In fact he was a near-penniless con artist, born William Green, who had hoodwinked Great Brampton's owners, Lord and Lady Pidgeon, into allowing him to register their home as his address.

Armed with the fake address, falsified documents claiming he earned £430,000-a-year and claiming he had a Barclays Wealth Account, Davenport fraudulently took a huge mortgage after tricking Durham County Council into believing he was a legitimate buyer.

Davenport, his wife Ann and daughter Meaghan, said they would restore the magnificent 25 acre 19th century manor, described by English Heritage as one of the most important buildings in the north of England, to its former glory.

However an "eagle-eyed" mortgage clerk spotted a discrepancy in a single forged P60 document and the fraud "collapsed like a pack of cards."

Ann and Meaghan, said by the prosecution at Teesside Crown Court to be complicit in the scam, "fled jurisdiction" and are believed to be in hiding in the United States.

As police probed Davenport's background they discovered he had previously;

  • Bought the lease to Egerton stud farm in Newmarket in 2002 as Bill Green, only to vanish six month later when a bankruptcy petition was filed and change his name to William Carrington.
  • In September 2004, as William Carrington, bought Middleton Hall in Midlothian, Scotland, passing himself off as a wealthy American. Four years later he and his wife disappeared leaving debts to the bank of £93,513.
  • In 2005, despite having no legitimate income, "William Carrington" bought a property in Alabama, USA, only to later be found trying to re-enter the country with a passport in the name of David Lloyd.

What to do:
(1) How would you translate this sentence from the article on the con artist into Spanish: "In fact he was a near-penniless con artist, born William Green, who had hoodwinked Great Brampton's owners, Lord and Lady Pidgeon, into allowing him to register their home as his address."
(2) Can you set down, word for word, the part of the article on the con artist starting with "Ann and Meaghan, said" and going on through "of David Lloyd."?
The lines that come next are separate material, apart from the article on the con artist.

Data lines:
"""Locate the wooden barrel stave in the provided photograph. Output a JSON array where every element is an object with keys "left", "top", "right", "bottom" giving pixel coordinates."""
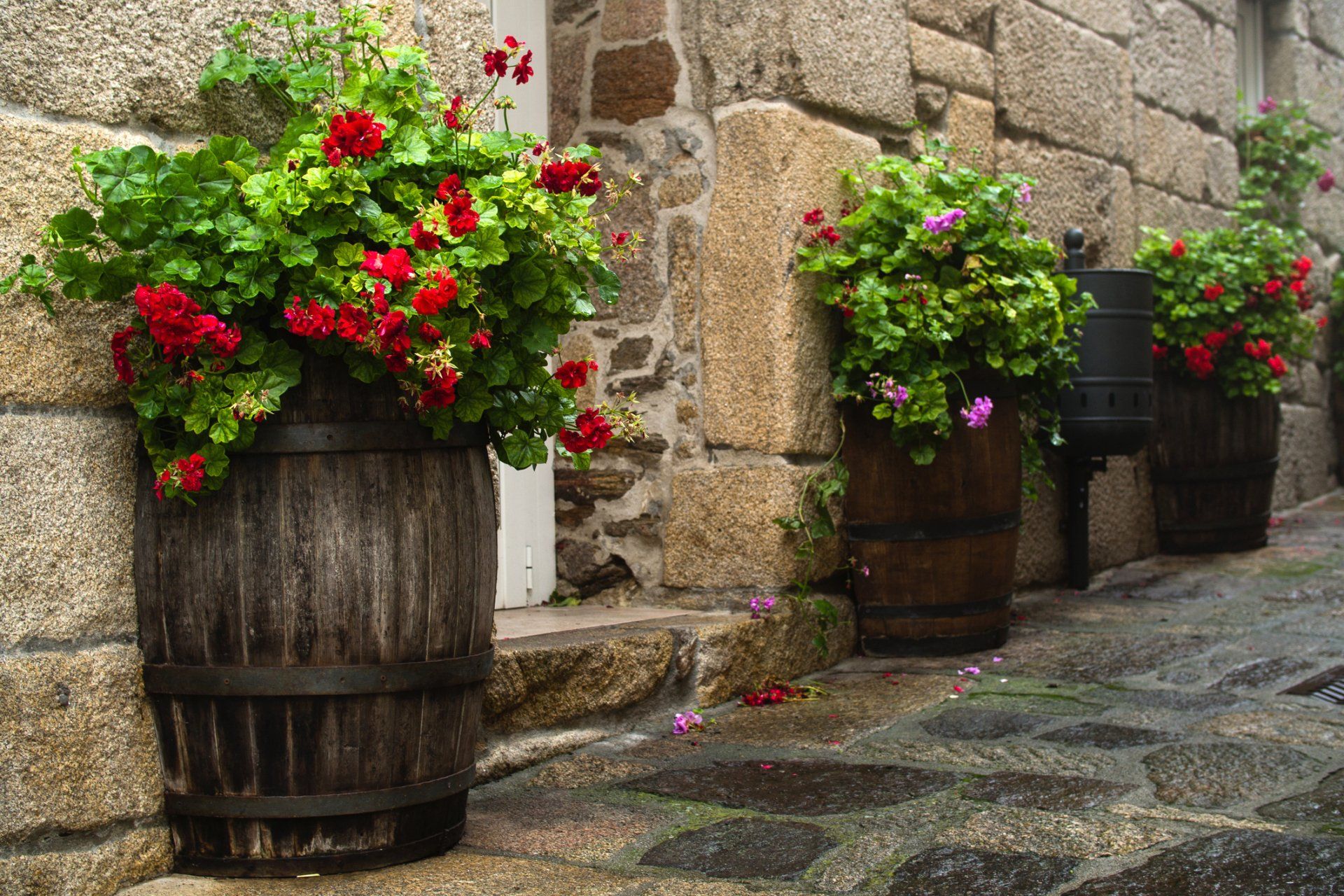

Task responses:
(1) En realidad, era un estafador casi sin un centavo, nacido como William Green, que había engañado a los dueños de Great Brampton, Lord y Lady Pidgeon, para que le permitieran registrar la casa de ellos como su propia dirección.

(2)
Ann and Meaghan, said by the prosecution at Teesside Crown Court to be complicit in the scam, "fled jurisdiction" and are believed to be in hiding in the United States.

As police probed Davenport's background they discovered he had previously;

  • Bought the lease to Egerton stud farm in Newmarket in 2002 as Bill Green, only to vanish six month later when a bankruptcy petition was filed and change his name to William Carrington.
  • In September 2004, as William Carrington, bought Middleton Hall in Midlothian, Scotland, passing himself off as a wealthy American. Four years later he and his wife disappeared leaving debts to the bank of £93,513.
  • In 2005, despite having no legitimate income, "William Carrington" bought a property in Alabama, USA, only to later be found trying to re-enter the country with a passport in the name of David Lloyd.